DANE WEJŚCIOWE:
^^^^^^^^^^^^^^^^
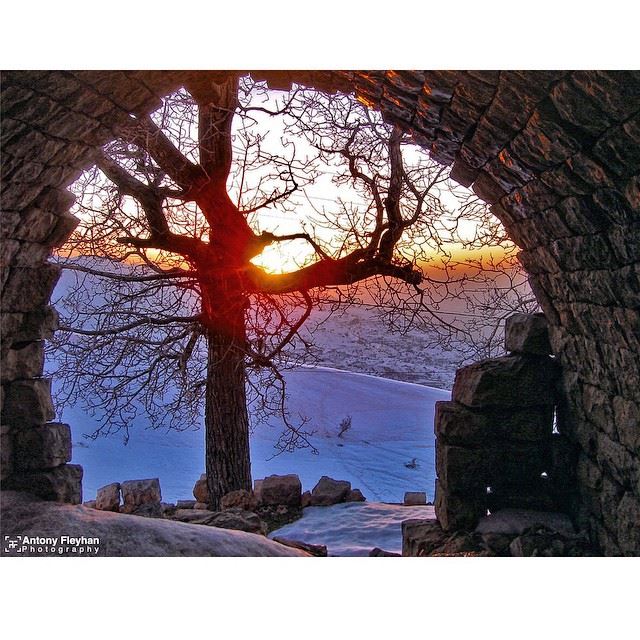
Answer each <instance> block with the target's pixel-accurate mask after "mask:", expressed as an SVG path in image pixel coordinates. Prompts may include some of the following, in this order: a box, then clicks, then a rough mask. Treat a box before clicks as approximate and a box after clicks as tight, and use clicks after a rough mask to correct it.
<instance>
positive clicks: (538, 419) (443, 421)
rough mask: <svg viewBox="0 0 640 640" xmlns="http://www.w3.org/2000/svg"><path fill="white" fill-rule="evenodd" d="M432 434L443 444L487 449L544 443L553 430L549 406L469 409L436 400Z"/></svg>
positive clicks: (454, 403)
mask: <svg viewBox="0 0 640 640" xmlns="http://www.w3.org/2000/svg"><path fill="white" fill-rule="evenodd" d="M434 422H435V434H436V437H437V438H438V439H441V440H442V441H444V442H445V443H447V444H454V445H460V446H470V447H483V446H484V447H488V446H490V443H492V442H495V443H498V444H499V443H504V442H505V441H523V442H539V441H544V440H548V439H549V437H550V436H551V433H552V430H553V407H552V406H550V405H548V406H537V407H528V408H527V409H520V410H519V409H515V408H511V409H508V410H504V409H499V408H493V409H489V410H481V409H477V410H471V409H469V408H467V407H465V406H464V405H461V404H459V403H457V402H450V401H438V402H436V410H435V420H434Z"/></svg>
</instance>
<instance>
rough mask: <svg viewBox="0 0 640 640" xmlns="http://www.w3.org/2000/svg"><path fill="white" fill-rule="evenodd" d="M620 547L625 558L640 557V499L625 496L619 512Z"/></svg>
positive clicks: (617, 510) (618, 538)
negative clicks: (626, 557) (624, 555)
mask: <svg viewBox="0 0 640 640" xmlns="http://www.w3.org/2000/svg"><path fill="white" fill-rule="evenodd" d="M617 533H618V545H619V546H620V550H621V551H622V553H623V554H624V555H625V556H639V555H640V499H639V498H638V496H634V495H633V494H632V493H630V492H627V493H625V494H624V496H623V498H622V500H621V501H620V504H619V505H618V510H617Z"/></svg>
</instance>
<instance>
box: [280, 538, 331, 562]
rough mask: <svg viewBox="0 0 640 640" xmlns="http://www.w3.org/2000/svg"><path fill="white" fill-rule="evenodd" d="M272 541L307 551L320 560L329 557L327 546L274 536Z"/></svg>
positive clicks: (285, 545) (325, 545) (311, 554)
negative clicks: (327, 552)
mask: <svg viewBox="0 0 640 640" xmlns="http://www.w3.org/2000/svg"><path fill="white" fill-rule="evenodd" d="M272 540H273V541H274V542H277V543H278V544H283V545H284V546H285V547H291V548H292V549H301V550H302V551H306V552H307V553H308V554H309V555H311V556H316V557H318V558H326V557H327V546H326V545H324V544H309V543H308V542H302V541H300V540H290V539H289V538H282V537H280V536H274V537H273V538H272Z"/></svg>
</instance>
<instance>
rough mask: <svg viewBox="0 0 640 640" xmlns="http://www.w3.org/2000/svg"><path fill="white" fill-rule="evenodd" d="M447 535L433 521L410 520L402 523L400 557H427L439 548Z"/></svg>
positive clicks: (440, 527)
mask: <svg viewBox="0 0 640 640" xmlns="http://www.w3.org/2000/svg"><path fill="white" fill-rule="evenodd" d="M447 537H448V534H446V533H445V532H444V531H443V530H442V527H441V526H440V523H439V522H438V521H437V520H433V519H424V520H422V519H411V520H405V521H404V522H403V523H402V555H403V556H410V557H417V556H426V555H429V553H431V552H432V551H433V550H434V549H437V548H438V547H441V546H442V545H443V544H444V543H445V541H446V539H447Z"/></svg>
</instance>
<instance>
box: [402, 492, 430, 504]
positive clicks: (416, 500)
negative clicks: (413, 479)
mask: <svg viewBox="0 0 640 640" xmlns="http://www.w3.org/2000/svg"><path fill="white" fill-rule="evenodd" d="M403 504H404V505H405V506H407V507H417V506H419V505H421V504H427V494H426V493H425V492H424V491H407V492H405V494H404V500H403Z"/></svg>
^^^^^^^^^^^^^^^^
TWOJE ZADANIE: Powtórz słowo w słowo wszystkie wpisy znajdujące się wyżej, ale obrazy pomiń w odpowiedzi.

OCZEKIWANA ODPOWIEDŹ:
Answer each <instance> block with the target's pixel-accurate mask after "mask:", expressed as an SVG path in image pixel coordinates. Prompts may include some of the following, in this order: a box, then clicks, then a rough mask. Treat a box before clicks as approximate and a box after clicks as tight, and use clicks after a rough mask to correct it.
<instance>
positive clicks: (538, 419) (443, 421)
rough mask: <svg viewBox="0 0 640 640" xmlns="http://www.w3.org/2000/svg"><path fill="white" fill-rule="evenodd" d="M432 434L443 444L487 449L544 443L553 430L549 406L469 409L436 400Z"/></svg>
positive clicks: (454, 403)
mask: <svg viewBox="0 0 640 640" xmlns="http://www.w3.org/2000/svg"><path fill="white" fill-rule="evenodd" d="M434 422H435V434H436V437H437V438H438V439H441V440H442V441H444V442H445V443H447V444H454V445H460V446H470V447H483V446H484V447H488V446H490V443H492V442H495V443H498V444H499V443H504V442H505V441H523V442H539V441H544V440H548V439H549V437H550V436H551V433H552V430H553V407H552V406H550V405H548V406H537V407H528V408H527V409H520V410H519V409H515V408H511V409H508V410H504V409H499V408H493V409H489V410H481V409H477V410H471V409H469V408H467V407H465V406H464V405H461V404H459V403H457V402H450V401H438V402H436V410H435V420H434Z"/></svg>
</instance>
<instance>
rough mask: <svg viewBox="0 0 640 640" xmlns="http://www.w3.org/2000/svg"><path fill="white" fill-rule="evenodd" d="M620 547L625 558L640 557V499L625 496L619 512Z"/></svg>
positive clicks: (617, 510) (618, 538)
negative clicks: (626, 557) (624, 555)
mask: <svg viewBox="0 0 640 640" xmlns="http://www.w3.org/2000/svg"><path fill="white" fill-rule="evenodd" d="M617 533H618V545H619V546H620V550H621V551H622V553H623V554H624V555H625V556H639V555H640V499H639V498H638V496H634V495H633V494H632V493H630V492H627V493H625V494H624V496H623V498H622V500H621V501H620V504H619V505H618V510H617Z"/></svg>
</instance>
<instance>
box: [280, 538, 331, 562]
rough mask: <svg viewBox="0 0 640 640" xmlns="http://www.w3.org/2000/svg"><path fill="white" fill-rule="evenodd" d="M272 541L307 551L320 560L329 557L327 546L274 536Z"/></svg>
positive clicks: (285, 545) (325, 545) (311, 554)
negative clicks: (327, 552)
mask: <svg viewBox="0 0 640 640" xmlns="http://www.w3.org/2000/svg"><path fill="white" fill-rule="evenodd" d="M272 540H273V541H274V542H277V543H278V544H283V545H284V546H285V547H291V548H292V549H301V550H302V551H306V552H307V553H308V554H309V555H311V556H316V557H318V558H326V557H327V546H326V545H324V544H309V543H308V542H302V541H300V540H290V539H289V538H282V537H280V536H274V537H273V538H272Z"/></svg>
</instance>
<instance>
rough mask: <svg viewBox="0 0 640 640" xmlns="http://www.w3.org/2000/svg"><path fill="white" fill-rule="evenodd" d="M447 535L433 521L410 520L402 523L400 557H427L439 548Z"/></svg>
positive clicks: (440, 527)
mask: <svg viewBox="0 0 640 640" xmlns="http://www.w3.org/2000/svg"><path fill="white" fill-rule="evenodd" d="M447 537H448V534H446V533H445V532H444V531H443V530H442V527H441V526H440V523H439V522H438V521H437V520H433V519H424V520H422V519H411V520H405V521H404V522H403V523H402V555H403V556H410V557H417V556H426V555H429V553H431V552H432V551H433V550H434V549H437V548H438V547H441V546H442V545H443V544H444V543H445V541H446V539H447Z"/></svg>
</instance>
<instance>
box: [402, 492, 430, 504]
positive clicks: (416, 500)
negative clicks: (413, 479)
mask: <svg viewBox="0 0 640 640" xmlns="http://www.w3.org/2000/svg"><path fill="white" fill-rule="evenodd" d="M403 504H404V505H405V506H407V507H417V506H419V505H421V504H427V494H426V493H425V492H424V491H407V492H405V494H404V500H403Z"/></svg>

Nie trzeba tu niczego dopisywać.